=== Section Start ===
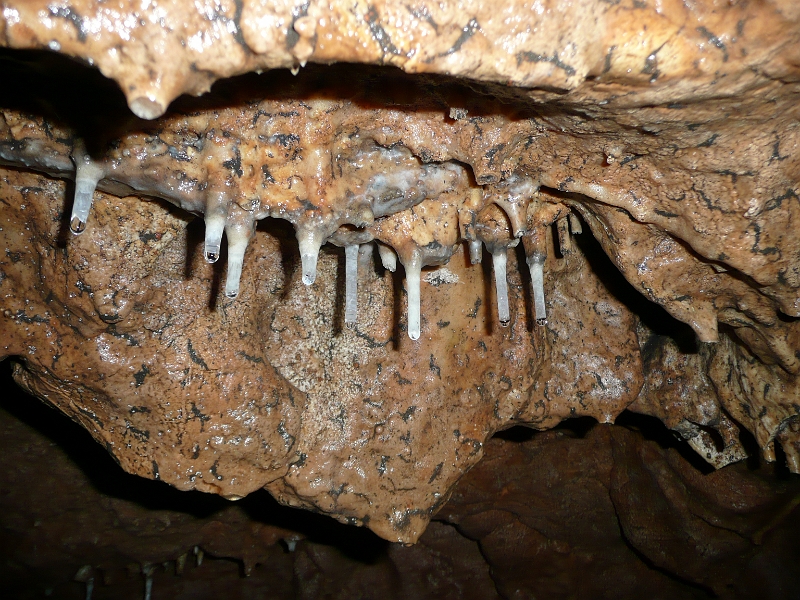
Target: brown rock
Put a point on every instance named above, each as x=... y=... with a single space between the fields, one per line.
x=631 y=116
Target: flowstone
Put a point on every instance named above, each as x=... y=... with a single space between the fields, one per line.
x=197 y=284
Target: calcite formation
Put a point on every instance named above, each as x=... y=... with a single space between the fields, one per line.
x=664 y=133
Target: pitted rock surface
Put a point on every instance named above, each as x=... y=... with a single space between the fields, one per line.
x=668 y=132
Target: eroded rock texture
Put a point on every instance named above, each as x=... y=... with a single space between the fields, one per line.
x=665 y=132
x=580 y=511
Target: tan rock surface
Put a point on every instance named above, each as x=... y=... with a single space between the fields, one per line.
x=670 y=129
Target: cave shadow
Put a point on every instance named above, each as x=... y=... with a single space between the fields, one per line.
x=107 y=478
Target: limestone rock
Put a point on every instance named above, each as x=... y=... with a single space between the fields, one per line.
x=666 y=132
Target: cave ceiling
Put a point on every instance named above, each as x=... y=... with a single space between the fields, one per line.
x=329 y=249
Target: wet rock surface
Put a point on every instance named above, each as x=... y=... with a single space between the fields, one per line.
x=587 y=511
x=314 y=371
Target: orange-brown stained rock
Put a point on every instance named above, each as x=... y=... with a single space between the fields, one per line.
x=227 y=396
x=677 y=149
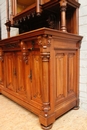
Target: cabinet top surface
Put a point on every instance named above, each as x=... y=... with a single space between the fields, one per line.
x=40 y=32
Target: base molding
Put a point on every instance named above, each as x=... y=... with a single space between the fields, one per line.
x=46 y=127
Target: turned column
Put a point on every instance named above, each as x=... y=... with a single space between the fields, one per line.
x=11 y=15
x=44 y=43
x=63 y=5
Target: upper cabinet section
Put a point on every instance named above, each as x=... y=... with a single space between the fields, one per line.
=== Section End ===
## The problem:
Leaving out the pictures, repeat all of the entries exactly.

## Task solution:
Target: brown rock
Put a point on every instance named above, each as x=... y=... with a single space between the fields, one per line.
x=631 y=116
Target: flowstone
Put a point on every instance named above, each as x=... y=... with a single space between the fields, one per line.
x=197 y=284
Target: calcite formation
Put a point on every instance named above, each as x=... y=... with a single space between the fields, one per line.
x=664 y=133
Target: pitted rock surface
Put a point on every instance named above, each as x=... y=... with a single space between the fields, one per line.
x=668 y=132
Target: eroded rock texture
Put a point on every instance named above, each as x=... y=... with a single space between the fields, one per line.
x=665 y=132
x=580 y=511
Target: tan rock surface
Put a point on every instance named above, each as x=... y=... with a single space between the fields, one per line.
x=670 y=129
Target: cave shadow
Put a point on every instance named above, each as x=... y=... with a single space between the fields, one per line.
x=107 y=478
Target: limestone rock
Put a point on every instance named above, each as x=... y=... with a single space between the fields, one per line.
x=666 y=132
Target: cave ceiling
Put a point on every instance named above, each as x=... y=... with a single space between the fields, one per line.
x=329 y=249
Target: wet rock surface
Put a point on every instance named above, each as x=... y=... with a single space between the fields, one per line.
x=587 y=511
x=314 y=371
Target: orange-brown stained rock
Put a point on every instance named above, each as x=... y=... with a single space between the fields, one per line.
x=227 y=396
x=677 y=149
Target: cabinet top surface
Put a point on every instance named above, each as x=... y=... with a single space between the fields, one per line.
x=40 y=32
Target: base molding
Put a point on every instance named above, each as x=... y=... with a single space between the fields, one per line.
x=46 y=127
Target: turned column
Put a point on every instance named above, each as x=... y=... with a single space between the fields, one per line.
x=11 y=15
x=44 y=43
x=63 y=5
Target: upper cabinet section
Put a point on every instance named above, each as x=... y=... with a single space between the fields, one per line.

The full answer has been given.